Which is a good thing. With Cloud Foundry we moved from using a pre-Docker container engine to using runc as soon as it was available; containerd is the next move.

> Even so, "docker requires too many privileges" is marketing speak.

I don't agree. The API surface still exists and includes too many disparate purposes. The modularisation of Docker is improving that risk profile, but it still exists. Fully segregating the API and the modules is worthy.

Modularization improves maintenance overhead, it does not reduce privilege.
I understand that. My point is that it reduces the blast radius of any one part being compromised.
Agreed. One other point is containerd isn't a Kubermetes specific runtime. Why cri-o chose to lock in like that doesn't seem to make long term sense except with regard to ease of development.
The long-term goal is to switch users to use podman (and buildah I guess), with cri-o being a daemon that uses the same underlying code. The only reason a daemon is required in the first place is because the CRI uses gRPC.

- - -

#### REQUIREMENT 1:
Output as a numbered list, omitting blank lines, the records starting at the line that contains "If you could point to the tree" and ending at the end of the records.

- - -

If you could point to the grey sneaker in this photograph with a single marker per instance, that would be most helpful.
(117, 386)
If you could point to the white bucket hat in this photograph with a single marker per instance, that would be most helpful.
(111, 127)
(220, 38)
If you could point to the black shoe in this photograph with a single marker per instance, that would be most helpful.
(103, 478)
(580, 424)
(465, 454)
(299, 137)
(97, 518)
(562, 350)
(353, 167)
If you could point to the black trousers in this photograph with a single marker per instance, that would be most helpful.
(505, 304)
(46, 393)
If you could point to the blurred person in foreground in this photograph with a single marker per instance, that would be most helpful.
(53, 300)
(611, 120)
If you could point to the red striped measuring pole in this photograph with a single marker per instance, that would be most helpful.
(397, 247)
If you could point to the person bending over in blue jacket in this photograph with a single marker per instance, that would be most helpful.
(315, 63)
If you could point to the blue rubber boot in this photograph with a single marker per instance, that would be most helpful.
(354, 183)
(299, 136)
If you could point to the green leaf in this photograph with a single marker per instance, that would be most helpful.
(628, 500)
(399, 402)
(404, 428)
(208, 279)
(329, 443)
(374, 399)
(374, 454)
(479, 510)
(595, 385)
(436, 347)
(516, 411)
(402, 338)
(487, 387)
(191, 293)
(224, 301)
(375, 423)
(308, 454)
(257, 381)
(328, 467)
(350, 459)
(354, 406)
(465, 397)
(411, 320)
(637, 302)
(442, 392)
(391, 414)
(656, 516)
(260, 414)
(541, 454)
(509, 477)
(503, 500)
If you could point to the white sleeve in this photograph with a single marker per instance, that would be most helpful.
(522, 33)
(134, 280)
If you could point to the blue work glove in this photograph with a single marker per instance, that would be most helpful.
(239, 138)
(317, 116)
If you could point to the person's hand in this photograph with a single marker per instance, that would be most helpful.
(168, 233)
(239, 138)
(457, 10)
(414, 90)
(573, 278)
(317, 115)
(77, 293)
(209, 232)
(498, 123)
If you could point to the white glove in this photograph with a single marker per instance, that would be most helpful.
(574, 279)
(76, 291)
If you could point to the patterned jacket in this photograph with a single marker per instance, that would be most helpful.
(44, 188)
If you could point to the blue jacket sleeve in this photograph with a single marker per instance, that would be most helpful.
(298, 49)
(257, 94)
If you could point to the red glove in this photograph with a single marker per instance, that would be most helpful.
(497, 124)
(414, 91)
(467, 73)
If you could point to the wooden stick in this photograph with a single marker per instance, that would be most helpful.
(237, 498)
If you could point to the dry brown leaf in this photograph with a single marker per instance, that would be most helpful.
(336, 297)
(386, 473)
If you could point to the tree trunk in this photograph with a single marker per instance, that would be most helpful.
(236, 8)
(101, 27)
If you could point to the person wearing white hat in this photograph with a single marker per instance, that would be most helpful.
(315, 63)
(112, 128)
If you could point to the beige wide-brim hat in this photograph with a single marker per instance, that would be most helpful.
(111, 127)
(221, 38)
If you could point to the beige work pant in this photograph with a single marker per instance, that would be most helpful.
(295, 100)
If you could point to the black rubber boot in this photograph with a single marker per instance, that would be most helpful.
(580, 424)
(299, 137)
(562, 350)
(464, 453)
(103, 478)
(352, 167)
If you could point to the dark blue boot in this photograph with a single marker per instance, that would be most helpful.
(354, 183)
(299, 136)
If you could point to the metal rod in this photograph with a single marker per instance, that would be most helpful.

- - -

#### REQUIREMENT 2:
From the forum excerpt on container runtimes, reproduce the portion starting at "Which is a good" and ending at "the next move.", substituting "our platform" for "Cloud Foundry".

#### CORRECT RESPONSE 1:
1. If you could point to the tree trunk in this photograph with a single marker per instance, that would be most helpful.
2. (236, 8)
3. (101, 27)
4. If you could point to the person wearing white hat in this photograph with a single marker per instance, that would be most helpful.
5. (315, 63)
6. (112, 128)
7. If you could point to the beige wide-brim hat in this photograph with a single marker per instance, that would be most helpful.
8. (111, 127)
9. (221, 38)
10. If you could point to the beige work pant in this photograph with a single marker per instance, that would be most helpful.
11. (295, 100)
12. If you could point to the black rubber boot in this photograph with a single marker per instance, that would be most helpful.
13. (580, 424)
14. (299, 137)
15. (562, 350)
16. (464, 453)
17. (103, 478)
18. (352, 167)
19. If you could point to the dark blue boot in this photograph with a single marker per instance, that would be most helpful.
20. (354, 183)
21. (299, 136)
22. If you could point to the metal rod in this photograph with a single marker per instance, that would be most helpful.

#### CORRECT RESPONSE 2:
Which is a good thing. With our platform we moved from using a pre-Docker container engine to using runc as soon as it was available; containerd is the next move.